Turn the data, from its start through the line containing "point(455, 157)", into a Markdown table with the columns Row and Line, giving each line a row number and skipping blank lines. Leave the pictures out of the table.

(Records)
________________________________________

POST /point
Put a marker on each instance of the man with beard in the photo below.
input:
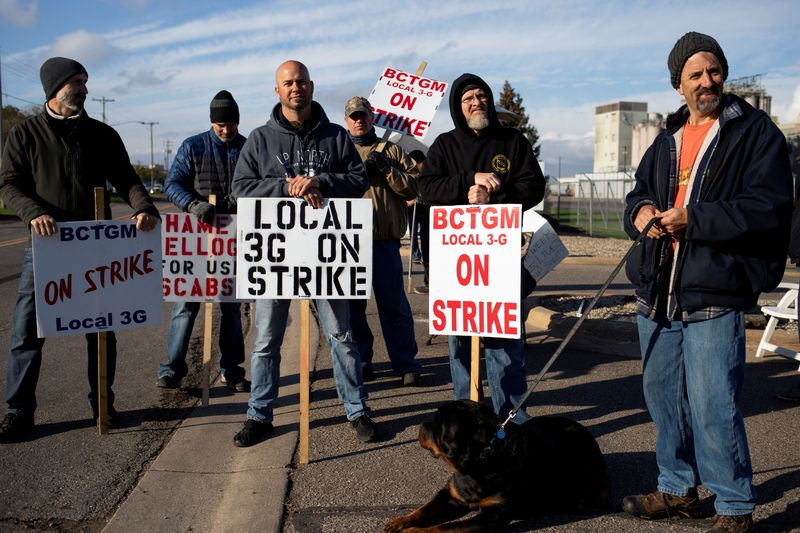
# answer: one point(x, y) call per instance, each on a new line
point(204, 165)
point(481, 162)
point(298, 153)
point(719, 181)
point(392, 180)
point(51, 164)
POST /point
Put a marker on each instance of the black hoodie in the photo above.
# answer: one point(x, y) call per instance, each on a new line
point(455, 157)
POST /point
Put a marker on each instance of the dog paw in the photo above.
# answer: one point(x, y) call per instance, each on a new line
point(397, 525)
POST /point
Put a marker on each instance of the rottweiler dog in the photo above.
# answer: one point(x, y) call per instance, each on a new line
point(546, 465)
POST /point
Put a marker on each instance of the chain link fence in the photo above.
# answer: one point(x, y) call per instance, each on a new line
point(594, 203)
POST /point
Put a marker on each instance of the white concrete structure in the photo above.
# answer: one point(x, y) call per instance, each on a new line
point(613, 134)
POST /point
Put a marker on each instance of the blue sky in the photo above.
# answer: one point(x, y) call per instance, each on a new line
point(163, 61)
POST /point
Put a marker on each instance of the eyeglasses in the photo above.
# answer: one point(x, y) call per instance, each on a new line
point(481, 97)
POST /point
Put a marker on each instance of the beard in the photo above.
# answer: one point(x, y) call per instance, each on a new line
point(72, 101)
point(709, 105)
point(478, 120)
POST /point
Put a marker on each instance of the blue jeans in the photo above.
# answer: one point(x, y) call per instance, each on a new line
point(692, 378)
point(231, 341)
point(265, 361)
point(25, 352)
point(505, 372)
point(397, 323)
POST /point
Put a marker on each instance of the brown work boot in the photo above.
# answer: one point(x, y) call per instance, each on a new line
point(662, 505)
point(732, 524)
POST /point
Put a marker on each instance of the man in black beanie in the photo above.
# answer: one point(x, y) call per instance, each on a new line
point(204, 166)
point(51, 164)
point(719, 185)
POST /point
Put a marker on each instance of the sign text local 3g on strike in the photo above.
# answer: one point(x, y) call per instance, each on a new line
point(287, 249)
point(405, 102)
point(475, 270)
point(199, 259)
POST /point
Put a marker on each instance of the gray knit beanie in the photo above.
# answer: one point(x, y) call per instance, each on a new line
point(686, 47)
point(224, 108)
point(55, 72)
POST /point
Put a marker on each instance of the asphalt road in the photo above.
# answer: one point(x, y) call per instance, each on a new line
point(67, 477)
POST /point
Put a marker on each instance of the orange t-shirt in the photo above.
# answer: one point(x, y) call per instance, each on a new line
point(693, 137)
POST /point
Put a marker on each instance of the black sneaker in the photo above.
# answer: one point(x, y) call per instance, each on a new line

________________________________________

*Written response*.
| Row | Line |
|---|---|
| 1 | POST /point |
| 2 | Put a marker on each instance of the man with beard in the photo below. |
| 3 | input: |
| 4 | # answer: one point(x, y) call per instance, each on a new line |
| 5 | point(204, 165) |
| 6 | point(481, 162) |
| 7 | point(298, 153) |
| 8 | point(719, 181) |
| 9 | point(392, 180) |
| 10 | point(51, 164) |
| 11 | POST /point |
| 12 | Put a marker on each instance of the black hoodie in the photo above. |
| 13 | # answer: one point(x, y) call per instance, each on a new line |
| 14 | point(455, 157) |